__DATA TO PROCESS__:
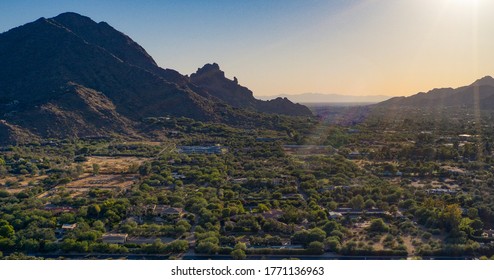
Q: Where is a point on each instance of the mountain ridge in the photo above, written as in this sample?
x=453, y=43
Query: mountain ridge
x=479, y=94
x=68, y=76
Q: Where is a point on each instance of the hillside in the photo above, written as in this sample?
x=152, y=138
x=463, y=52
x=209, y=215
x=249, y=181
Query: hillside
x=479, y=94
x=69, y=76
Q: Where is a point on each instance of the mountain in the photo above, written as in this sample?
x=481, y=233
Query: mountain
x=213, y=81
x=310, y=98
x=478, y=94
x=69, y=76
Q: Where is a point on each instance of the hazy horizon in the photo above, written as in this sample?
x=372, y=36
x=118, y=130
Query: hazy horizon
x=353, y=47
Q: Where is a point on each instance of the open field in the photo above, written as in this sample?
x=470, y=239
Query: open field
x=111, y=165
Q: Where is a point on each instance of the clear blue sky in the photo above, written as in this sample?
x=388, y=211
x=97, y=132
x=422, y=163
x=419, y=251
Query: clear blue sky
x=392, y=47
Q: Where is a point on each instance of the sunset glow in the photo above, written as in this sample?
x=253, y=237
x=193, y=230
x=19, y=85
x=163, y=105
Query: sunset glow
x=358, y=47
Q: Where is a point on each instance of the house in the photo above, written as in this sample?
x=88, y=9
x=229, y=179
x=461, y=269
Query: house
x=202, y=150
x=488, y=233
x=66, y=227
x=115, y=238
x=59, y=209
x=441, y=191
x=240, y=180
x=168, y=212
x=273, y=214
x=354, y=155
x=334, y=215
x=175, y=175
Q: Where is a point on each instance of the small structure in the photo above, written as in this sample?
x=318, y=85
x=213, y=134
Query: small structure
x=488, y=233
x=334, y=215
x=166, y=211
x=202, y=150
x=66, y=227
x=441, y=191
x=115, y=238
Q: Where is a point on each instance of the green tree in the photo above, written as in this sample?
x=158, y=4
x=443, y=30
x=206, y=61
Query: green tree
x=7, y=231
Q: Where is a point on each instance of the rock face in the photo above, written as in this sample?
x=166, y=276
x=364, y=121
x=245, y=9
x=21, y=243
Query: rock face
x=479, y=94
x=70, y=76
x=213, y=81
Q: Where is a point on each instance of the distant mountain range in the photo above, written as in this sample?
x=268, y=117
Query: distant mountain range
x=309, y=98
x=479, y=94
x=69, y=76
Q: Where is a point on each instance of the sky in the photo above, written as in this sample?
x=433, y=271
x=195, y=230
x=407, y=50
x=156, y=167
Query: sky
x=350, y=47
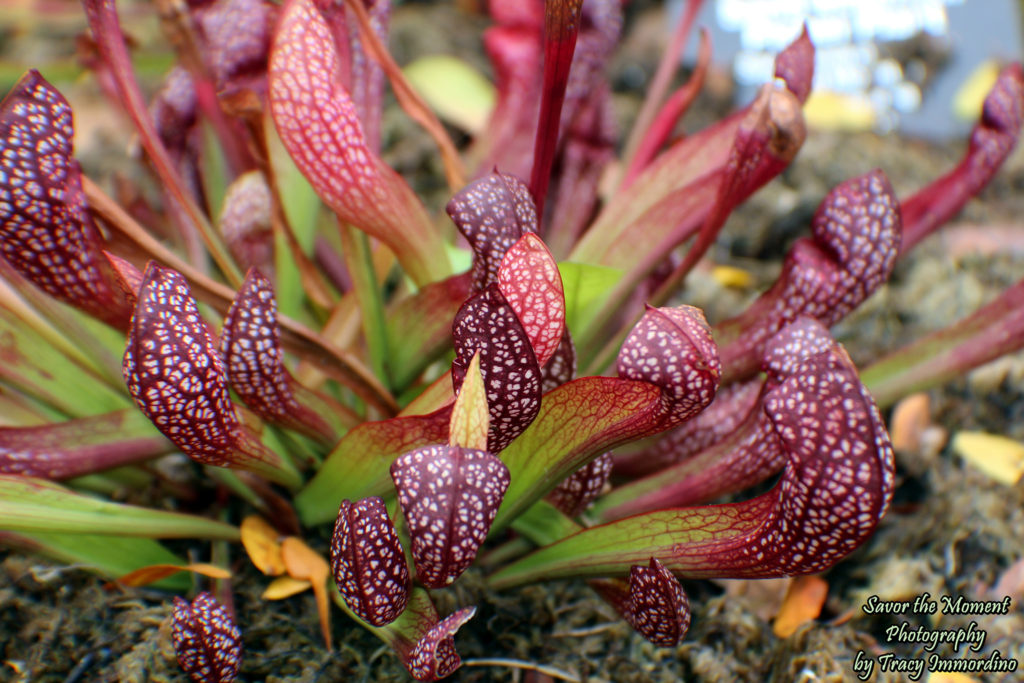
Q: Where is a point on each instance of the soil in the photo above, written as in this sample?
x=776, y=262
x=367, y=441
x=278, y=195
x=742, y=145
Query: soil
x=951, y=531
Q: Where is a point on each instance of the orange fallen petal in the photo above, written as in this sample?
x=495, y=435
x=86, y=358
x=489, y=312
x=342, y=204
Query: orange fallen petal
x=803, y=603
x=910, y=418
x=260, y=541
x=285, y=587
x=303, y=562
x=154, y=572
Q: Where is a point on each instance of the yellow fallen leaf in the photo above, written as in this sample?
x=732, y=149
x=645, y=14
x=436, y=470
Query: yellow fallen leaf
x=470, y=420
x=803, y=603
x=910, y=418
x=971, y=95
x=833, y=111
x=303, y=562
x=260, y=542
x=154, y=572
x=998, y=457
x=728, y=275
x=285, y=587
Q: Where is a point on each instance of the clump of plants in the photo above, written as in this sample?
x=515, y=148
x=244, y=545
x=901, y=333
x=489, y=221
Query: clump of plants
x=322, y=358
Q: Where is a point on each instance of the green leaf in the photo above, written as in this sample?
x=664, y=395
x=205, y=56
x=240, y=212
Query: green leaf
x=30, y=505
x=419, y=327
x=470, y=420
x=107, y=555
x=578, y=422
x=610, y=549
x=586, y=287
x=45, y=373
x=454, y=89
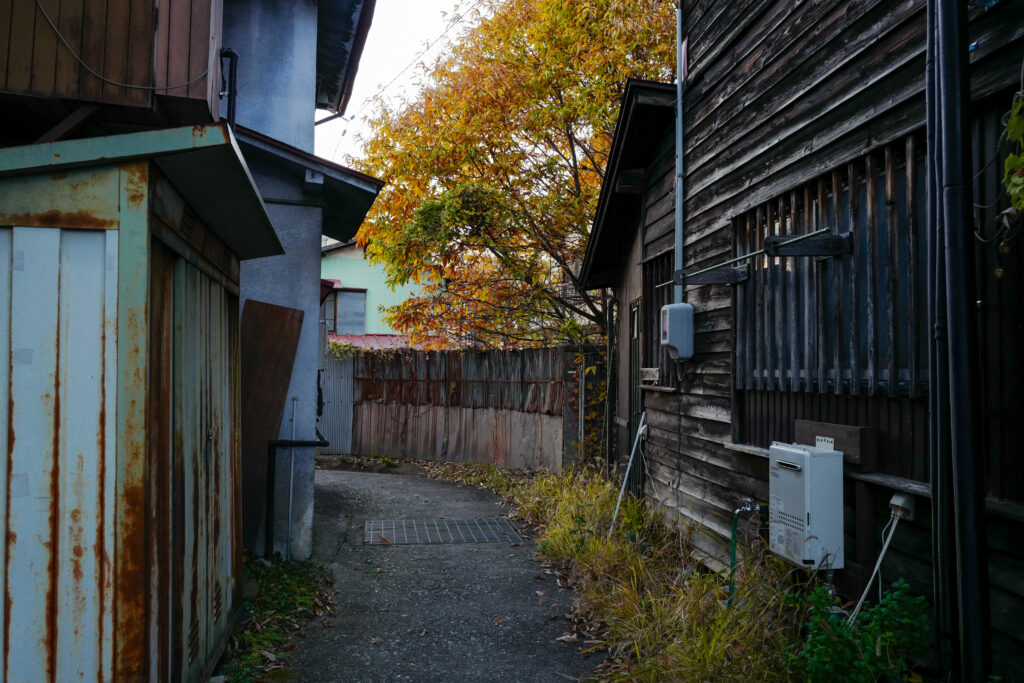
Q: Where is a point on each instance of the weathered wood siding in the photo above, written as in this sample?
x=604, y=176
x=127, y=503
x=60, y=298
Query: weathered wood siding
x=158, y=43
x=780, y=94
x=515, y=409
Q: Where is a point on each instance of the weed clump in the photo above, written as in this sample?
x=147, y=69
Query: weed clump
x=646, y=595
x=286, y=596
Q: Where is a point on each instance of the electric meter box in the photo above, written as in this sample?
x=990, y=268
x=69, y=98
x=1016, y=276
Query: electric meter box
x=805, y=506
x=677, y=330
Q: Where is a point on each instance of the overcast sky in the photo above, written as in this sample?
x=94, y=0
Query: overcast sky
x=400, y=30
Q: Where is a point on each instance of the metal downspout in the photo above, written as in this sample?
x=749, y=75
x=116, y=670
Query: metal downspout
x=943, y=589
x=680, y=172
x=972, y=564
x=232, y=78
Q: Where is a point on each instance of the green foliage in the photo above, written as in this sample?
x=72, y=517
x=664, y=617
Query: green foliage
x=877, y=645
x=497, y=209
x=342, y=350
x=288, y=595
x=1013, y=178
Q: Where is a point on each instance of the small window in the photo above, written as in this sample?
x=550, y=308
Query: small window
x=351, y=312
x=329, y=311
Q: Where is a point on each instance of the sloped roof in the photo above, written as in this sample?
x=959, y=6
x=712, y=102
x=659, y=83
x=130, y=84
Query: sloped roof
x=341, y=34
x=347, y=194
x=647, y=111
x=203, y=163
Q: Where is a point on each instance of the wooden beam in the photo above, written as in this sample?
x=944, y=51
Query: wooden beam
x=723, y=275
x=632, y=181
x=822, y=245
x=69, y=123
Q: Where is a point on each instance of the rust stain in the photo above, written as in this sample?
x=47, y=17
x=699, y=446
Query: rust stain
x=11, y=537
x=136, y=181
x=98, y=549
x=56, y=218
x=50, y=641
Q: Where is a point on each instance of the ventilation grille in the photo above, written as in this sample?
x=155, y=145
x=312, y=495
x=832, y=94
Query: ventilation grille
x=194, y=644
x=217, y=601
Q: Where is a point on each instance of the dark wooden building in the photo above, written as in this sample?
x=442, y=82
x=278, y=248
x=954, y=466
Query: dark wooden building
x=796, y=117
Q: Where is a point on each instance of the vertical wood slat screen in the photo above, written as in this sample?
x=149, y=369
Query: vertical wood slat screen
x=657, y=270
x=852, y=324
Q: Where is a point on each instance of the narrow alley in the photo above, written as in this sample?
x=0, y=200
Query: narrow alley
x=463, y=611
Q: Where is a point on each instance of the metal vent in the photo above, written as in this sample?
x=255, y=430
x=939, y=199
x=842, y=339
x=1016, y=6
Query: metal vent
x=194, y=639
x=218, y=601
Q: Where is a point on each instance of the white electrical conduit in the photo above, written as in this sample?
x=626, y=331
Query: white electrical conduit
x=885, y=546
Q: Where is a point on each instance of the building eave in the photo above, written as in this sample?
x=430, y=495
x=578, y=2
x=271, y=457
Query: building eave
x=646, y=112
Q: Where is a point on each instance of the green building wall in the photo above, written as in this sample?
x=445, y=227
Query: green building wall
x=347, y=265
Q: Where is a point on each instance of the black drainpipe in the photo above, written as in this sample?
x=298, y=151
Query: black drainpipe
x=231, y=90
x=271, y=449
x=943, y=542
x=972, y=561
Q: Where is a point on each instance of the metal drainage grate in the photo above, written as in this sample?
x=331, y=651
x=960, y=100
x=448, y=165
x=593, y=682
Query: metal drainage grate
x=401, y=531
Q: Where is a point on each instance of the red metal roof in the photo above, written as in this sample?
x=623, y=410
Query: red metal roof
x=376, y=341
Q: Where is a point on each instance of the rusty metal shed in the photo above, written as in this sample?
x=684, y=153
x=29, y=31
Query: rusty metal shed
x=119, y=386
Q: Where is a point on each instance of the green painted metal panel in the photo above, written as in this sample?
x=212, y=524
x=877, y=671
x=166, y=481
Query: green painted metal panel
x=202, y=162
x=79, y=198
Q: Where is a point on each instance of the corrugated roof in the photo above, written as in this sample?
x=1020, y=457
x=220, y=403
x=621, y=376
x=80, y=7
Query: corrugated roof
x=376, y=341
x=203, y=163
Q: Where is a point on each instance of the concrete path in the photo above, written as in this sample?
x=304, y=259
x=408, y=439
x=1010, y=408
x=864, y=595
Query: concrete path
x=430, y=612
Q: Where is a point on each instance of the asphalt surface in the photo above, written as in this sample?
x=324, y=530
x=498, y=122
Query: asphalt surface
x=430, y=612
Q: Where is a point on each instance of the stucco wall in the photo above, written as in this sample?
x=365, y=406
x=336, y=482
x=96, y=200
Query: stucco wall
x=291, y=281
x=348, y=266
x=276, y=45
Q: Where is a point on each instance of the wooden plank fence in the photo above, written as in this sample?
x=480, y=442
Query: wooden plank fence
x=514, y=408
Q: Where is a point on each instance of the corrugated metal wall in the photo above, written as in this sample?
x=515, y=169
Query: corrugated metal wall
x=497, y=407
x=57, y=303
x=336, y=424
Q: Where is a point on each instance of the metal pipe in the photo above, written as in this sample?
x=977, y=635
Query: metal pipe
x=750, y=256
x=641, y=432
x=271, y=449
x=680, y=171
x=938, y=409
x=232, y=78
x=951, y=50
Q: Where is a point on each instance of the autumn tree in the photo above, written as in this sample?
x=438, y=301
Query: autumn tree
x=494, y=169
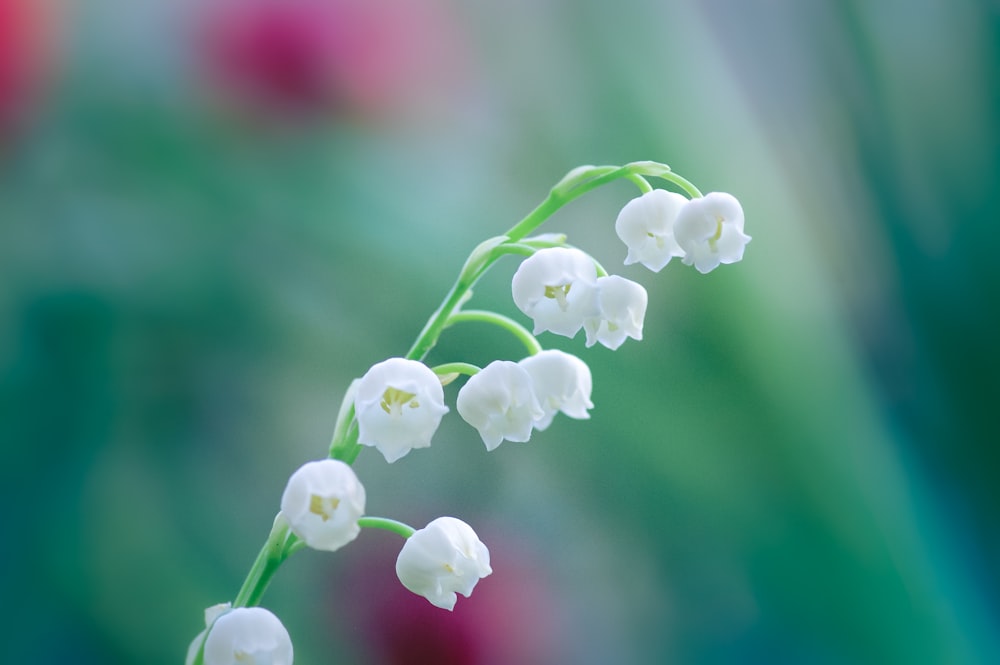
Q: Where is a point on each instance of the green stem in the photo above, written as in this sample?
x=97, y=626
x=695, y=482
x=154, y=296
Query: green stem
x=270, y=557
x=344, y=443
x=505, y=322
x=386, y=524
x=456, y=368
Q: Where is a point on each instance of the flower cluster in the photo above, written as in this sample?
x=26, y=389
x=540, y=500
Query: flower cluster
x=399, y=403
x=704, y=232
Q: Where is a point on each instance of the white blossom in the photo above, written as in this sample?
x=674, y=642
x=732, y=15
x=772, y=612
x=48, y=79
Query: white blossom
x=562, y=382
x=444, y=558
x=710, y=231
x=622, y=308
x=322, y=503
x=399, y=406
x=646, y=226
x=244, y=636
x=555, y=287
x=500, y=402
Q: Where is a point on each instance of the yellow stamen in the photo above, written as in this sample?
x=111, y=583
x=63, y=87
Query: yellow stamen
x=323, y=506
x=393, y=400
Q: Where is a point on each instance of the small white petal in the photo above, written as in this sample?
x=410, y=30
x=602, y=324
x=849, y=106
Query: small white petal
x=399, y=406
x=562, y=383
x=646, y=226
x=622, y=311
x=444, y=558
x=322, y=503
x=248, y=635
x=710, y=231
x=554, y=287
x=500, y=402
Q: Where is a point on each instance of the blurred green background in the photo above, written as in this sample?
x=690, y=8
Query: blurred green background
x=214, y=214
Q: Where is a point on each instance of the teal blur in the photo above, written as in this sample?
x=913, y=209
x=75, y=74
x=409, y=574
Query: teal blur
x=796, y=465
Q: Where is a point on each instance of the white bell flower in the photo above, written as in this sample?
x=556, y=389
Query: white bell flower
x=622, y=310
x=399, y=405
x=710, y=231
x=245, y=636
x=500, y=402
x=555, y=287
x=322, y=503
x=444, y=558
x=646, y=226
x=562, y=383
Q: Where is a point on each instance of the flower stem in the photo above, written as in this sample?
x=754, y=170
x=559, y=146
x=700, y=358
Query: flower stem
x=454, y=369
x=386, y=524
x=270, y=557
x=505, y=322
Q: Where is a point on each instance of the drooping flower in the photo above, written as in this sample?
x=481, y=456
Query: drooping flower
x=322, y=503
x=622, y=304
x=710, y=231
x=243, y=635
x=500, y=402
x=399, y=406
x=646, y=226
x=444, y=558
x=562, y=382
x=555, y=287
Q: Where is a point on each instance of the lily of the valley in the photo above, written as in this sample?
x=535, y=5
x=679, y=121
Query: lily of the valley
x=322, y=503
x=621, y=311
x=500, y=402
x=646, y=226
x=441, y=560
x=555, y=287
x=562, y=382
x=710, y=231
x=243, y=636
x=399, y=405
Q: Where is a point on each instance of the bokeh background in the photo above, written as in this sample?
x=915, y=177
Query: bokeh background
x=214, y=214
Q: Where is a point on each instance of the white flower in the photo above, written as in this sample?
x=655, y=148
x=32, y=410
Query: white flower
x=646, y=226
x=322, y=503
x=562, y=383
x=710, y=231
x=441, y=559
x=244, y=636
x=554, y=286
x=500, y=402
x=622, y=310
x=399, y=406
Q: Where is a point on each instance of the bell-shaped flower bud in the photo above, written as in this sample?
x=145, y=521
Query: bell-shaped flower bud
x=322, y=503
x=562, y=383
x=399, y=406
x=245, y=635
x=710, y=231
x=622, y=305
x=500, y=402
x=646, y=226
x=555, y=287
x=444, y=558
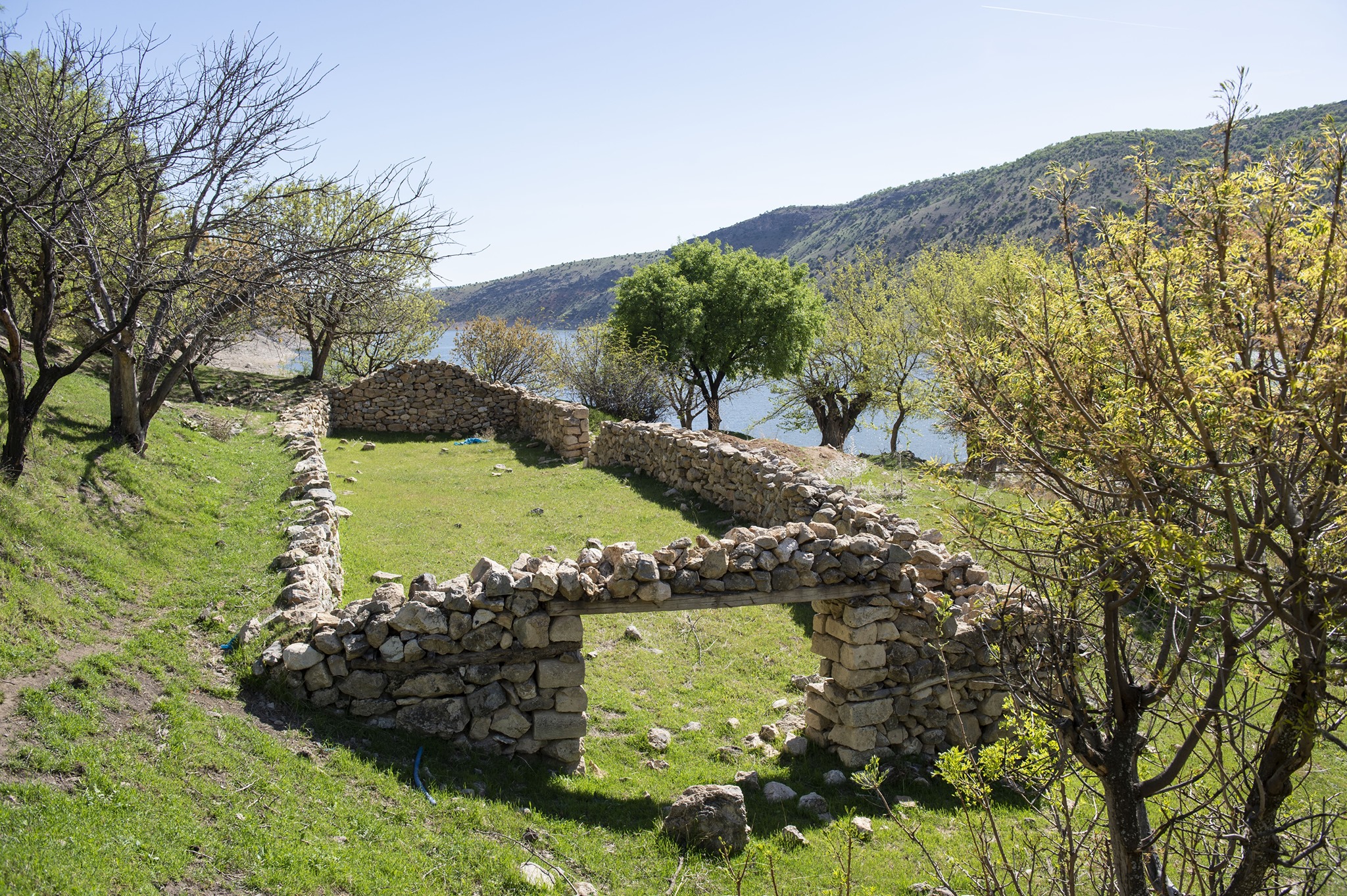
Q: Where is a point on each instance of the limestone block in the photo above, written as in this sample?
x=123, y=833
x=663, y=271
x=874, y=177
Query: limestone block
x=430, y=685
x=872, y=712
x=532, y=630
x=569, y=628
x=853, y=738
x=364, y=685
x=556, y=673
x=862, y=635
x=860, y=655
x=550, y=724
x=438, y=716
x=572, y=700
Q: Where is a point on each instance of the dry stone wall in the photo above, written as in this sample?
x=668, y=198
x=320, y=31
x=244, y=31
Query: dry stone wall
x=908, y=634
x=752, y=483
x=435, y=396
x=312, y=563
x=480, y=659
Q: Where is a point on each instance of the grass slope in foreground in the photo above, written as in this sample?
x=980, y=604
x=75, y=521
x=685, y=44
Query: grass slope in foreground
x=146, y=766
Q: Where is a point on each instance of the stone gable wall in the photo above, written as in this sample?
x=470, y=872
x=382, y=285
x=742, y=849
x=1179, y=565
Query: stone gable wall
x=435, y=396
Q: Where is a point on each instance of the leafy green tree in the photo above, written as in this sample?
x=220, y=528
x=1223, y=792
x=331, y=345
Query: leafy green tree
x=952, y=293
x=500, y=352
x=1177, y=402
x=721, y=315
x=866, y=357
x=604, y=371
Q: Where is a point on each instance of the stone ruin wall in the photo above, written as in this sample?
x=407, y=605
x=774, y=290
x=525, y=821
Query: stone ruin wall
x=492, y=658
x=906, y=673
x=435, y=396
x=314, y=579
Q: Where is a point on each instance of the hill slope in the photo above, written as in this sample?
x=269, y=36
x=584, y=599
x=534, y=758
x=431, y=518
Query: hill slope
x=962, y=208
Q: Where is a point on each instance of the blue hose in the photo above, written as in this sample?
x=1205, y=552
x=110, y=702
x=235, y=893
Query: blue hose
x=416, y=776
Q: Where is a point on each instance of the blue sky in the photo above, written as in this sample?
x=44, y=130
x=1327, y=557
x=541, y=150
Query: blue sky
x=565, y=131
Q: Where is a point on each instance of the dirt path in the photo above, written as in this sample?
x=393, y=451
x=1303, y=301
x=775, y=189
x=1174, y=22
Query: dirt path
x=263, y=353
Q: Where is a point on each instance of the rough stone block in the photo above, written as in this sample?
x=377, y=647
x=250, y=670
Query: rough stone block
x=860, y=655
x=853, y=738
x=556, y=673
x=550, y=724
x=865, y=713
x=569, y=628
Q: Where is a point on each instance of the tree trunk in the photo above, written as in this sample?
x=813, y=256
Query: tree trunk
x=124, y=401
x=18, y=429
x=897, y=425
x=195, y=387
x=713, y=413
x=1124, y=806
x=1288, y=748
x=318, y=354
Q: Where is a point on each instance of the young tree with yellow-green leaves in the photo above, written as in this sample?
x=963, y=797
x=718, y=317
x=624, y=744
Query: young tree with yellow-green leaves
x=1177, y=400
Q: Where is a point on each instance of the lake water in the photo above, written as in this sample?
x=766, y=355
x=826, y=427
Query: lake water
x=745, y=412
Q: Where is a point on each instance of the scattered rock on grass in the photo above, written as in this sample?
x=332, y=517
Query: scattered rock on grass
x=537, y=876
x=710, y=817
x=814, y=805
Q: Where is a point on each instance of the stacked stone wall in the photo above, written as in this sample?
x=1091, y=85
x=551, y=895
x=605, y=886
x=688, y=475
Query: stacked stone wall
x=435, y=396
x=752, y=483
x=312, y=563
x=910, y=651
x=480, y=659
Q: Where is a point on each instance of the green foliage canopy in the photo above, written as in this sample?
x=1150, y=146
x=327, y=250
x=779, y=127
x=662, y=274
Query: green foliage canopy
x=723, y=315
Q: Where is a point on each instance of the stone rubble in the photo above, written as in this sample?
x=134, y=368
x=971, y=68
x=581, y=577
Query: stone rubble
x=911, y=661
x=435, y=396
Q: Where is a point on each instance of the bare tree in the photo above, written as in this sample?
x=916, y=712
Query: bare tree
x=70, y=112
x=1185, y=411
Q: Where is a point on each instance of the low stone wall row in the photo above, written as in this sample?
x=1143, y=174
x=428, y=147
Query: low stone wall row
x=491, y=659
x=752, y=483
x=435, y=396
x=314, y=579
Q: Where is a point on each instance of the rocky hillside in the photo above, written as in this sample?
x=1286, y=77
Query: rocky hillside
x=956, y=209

__REQUEST__:
Put the material from the line with "Q: Where is a point on each instance of the young" up to and including the line with "x=745, y=412" into a Markdown table. Use a Row column for the row number and an Entry column for the line, and leave out any blank lines.

__THE REPLY__:
| Row | Entry |
|---|---|
| 1 | Q: Where is a point on each instance of the young tree with yellow-green leaves in the photo above, written as in this sample? |
| 2 | x=963, y=797 |
| 3 | x=718, y=317 |
| 4 | x=624, y=744 |
| 5 | Query: young tree with yellow-green leaves |
| 6 | x=1177, y=400 |
| 7 | Q: Where is a point on each instance of the lake water in the photo above, written as in this sample? |
| 8 | x=766, y=355 |
| 9 | x=826, y=427 |
| 10 | Query: lake water |
| 11 | x=745, y=412 |